## DO THIS
Reproduce all the entries exactly.
* begin *
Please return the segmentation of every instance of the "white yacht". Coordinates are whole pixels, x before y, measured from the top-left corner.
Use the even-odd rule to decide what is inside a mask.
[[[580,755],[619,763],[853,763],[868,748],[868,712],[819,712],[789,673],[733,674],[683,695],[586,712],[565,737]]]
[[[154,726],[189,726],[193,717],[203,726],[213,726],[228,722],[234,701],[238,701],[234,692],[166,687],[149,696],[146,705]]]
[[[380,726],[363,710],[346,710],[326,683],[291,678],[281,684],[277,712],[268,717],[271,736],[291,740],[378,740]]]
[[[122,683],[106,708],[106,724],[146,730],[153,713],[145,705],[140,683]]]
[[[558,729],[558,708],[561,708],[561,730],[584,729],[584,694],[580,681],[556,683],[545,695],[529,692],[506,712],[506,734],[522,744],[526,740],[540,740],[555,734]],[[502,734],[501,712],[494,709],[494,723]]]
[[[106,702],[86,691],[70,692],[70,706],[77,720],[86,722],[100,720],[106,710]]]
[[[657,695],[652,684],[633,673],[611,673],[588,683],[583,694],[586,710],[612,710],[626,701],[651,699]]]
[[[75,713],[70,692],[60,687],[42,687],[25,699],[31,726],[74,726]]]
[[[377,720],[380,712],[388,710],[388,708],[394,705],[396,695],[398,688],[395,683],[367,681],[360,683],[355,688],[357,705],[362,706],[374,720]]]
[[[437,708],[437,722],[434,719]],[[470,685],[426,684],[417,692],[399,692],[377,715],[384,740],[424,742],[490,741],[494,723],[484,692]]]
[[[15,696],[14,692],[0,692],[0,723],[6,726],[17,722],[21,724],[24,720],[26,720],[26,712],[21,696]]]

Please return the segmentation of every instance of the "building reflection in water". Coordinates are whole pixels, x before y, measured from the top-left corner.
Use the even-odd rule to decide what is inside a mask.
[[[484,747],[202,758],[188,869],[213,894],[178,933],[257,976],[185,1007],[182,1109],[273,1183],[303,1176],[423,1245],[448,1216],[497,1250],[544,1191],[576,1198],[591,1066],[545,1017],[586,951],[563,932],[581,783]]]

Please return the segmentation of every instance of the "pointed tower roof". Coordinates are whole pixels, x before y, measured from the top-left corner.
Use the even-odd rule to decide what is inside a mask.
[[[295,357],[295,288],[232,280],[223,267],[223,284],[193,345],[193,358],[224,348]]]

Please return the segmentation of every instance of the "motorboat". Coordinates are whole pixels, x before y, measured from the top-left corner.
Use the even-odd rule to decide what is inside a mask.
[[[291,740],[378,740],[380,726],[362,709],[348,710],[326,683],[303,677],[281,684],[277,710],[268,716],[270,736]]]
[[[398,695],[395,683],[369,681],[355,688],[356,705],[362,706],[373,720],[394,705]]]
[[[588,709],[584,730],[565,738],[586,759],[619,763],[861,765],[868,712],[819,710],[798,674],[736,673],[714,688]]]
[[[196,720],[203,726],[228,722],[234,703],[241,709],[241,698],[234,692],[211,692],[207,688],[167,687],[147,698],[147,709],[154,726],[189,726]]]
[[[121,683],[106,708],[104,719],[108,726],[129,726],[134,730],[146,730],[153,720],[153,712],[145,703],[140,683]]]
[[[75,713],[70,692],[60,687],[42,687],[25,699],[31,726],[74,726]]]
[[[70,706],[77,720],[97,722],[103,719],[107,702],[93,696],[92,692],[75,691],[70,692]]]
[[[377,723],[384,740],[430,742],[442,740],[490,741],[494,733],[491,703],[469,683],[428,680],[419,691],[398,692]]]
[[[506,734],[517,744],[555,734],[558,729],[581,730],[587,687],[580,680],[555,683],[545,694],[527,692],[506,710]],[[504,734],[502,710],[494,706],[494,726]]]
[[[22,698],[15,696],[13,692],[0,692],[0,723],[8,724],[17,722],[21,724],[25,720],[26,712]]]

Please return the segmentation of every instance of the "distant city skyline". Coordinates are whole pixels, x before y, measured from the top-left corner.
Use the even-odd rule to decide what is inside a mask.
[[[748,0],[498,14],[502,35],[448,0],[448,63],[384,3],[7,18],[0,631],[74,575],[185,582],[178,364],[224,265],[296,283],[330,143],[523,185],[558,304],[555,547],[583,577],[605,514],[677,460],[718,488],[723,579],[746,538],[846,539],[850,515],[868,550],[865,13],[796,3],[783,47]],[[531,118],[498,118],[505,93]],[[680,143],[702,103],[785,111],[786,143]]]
* end *
## RESULT OF THIS TASK
Please return the segmentation of every instance of the "white yacht". Coordinates are whole pixels, x before y, measured from the top-left corner.
Use the even-odd rule to decide what is inside a mask.
[[[580,755],[619,763],[853,763],[868,748],[868,712],[819,712],[789,673],[733,674],[683,695],[586,712],[565,737]]]
[[[154,726],[189,726],[193,717],[203,726],[213,726],[228,722],[234,701],[238,701],[234,692],[166,687],[149,696],[146,705]]]
[[[380,726],[363,710],[346,710],[326,683],[291,678],[281,684],[277,712],[268,717],[271,736],[291,740],[378,740]]]
[[[122,683],[106,708],[106,724],[146,730],[153,713],[145,705],[140,683]]]
[[[558,729],[558,708],[561,708],[561,730],[584,729],[584,694],[580,681],[556,683],[545,695],[529,692],[506,712],[506,734],[522,744],[526,740],[540,740],[555,734]],[[502,734],[501,712],[494,709],[494,723]]]
[[[106,702],[86,691],[70,692],[70,706],[77,720],[86,722],[100,720],[106,710]]]
[[[657,695],[652,684],[633,673],[611,673],[588,683],[583,694],[586,710],[612,710],[626,701],[651,699]]]
[[[75,713],[70,692],[60,687],[42,687],[25,699],[31,726],[74,726]]]
[[[377,720],[380,712],[388,710],[388,708],[394,705],[396,695],[398,688],[395,683],[367,681],[360,683],[355,688],[357,705],[362,706],[374,720]]]
[[[437,708],[437,722],[434,719]],[[470,685],[426,684],[417,692],[399,692],[377,715],[384,740],[424,742],[490,741],[494,723],[484,692]]]
[[[15,696],[14,692],[0,692],[0,723],[6,726],[17,722],[21,724],[24,720],[26,720],[26,712],[21,696]]]

Please return the segmentation of every instance of the "building reflection in water". Coordinates are whole pixels, x before y, measured from the top-left corner.
Use the even-odd rule to decide what is inside a mask.
[[[484,747],[202,758],[188,869],[213,894],[178,933],[257,976],[185,1007],[182,1109],[273,1183],[303,1176],[423,1245],[448,1216],[497,1250],[544,1191],[576,1198],[591,1066],[545,1017],[586,951],[563,932],[581,783]]]

Please return the segmentation of every instance of the "pointed tower roof". Coordinates are whole pixels, x before y, measured from the top-left corner.
Use the even-odd rule to decide what is inside a mask.
[[[295,357],[295,288],[232,280],[223,267],[223,284],[193,345],[193,358],[224,348]]]

Please return the segmentation of every instance of the "motorboat". Coordinates are whole pixels, x before y, measured from the top-left corner.
Use the even-odd rule to decide what is inside a mask.
[[[291,740],[378,740],[380,726],[362,709],[348,710],[326,683],[303,677],[281,684],[277,710],[268,716],[270,736]]]
[[[398,695],[395,683],[369,681],[355,688],[356,705],[362,706],[373,720],[394,705]]]
[[[588,709],[584,730],[565,738],[586,759],[619,763],[861,765],[868,712],[819,710],[798,674],[736,673],[714,688]]]
[[[196,720],[203,726],[228,722],[234,703],[241,709],[241,698],[234,692],[211,692],[207,688],[167,687],[147,698],[147,709],[154,726],[189,726]]]
[[[121,683],[106,708],[104,719],[108,726],[129,726],[134,730],[146,730],[153,720],[153,712],[145,703],[140,683]]]
[[[75,713],[70,692],[60,687],[42,687],[25,699],[31,726],[74,726]]]
[[[70,706],[77,720],[97,722],[103,719],[107,702],[93,696],[92,692],[75,691],[70,692]]]
[[[377,723],[384,740],[430,742],[442,740],[490,741],[494,733],[491,703],[469,683],[428,680],[419,691],[398,692]]]
[[[506,734],[517,744],[555,734],[558,729],[581,730],[587,687],[580,680],[555,683],[545,694],[527,692],[506,710]],[[504,734],[502,710],[494,706],[494,726]]]
[[[22,698],[15,696],[13,692],[0,692],[0,723],[8,724],[17,722],[21,724],[25,720],[26,712]]]

Please return the segmentation of every instance of the "distant city skyline". Coordinates are whole pixels, x before y, measured from the top-left corner.
Use the even-odd rule to decide what is inside a mask.
[[[748,0],[498,14],[502,35],[448,0],[448,63],[384,3],[7,18],[0,631],[74,575],[185,582],[178,364],[224,265],[296,283],[330,143],[523,185],[558,304],[555,547],[583,577],[605,514],[677,460],[718,488],[723,579],[746,538],[846,539],[850,515],[868,550],[865,13],[796,3],[783,47]],[[531,118],[498,118],[505,93]],[[680,143],[702,103],[785,111],[786,143]]]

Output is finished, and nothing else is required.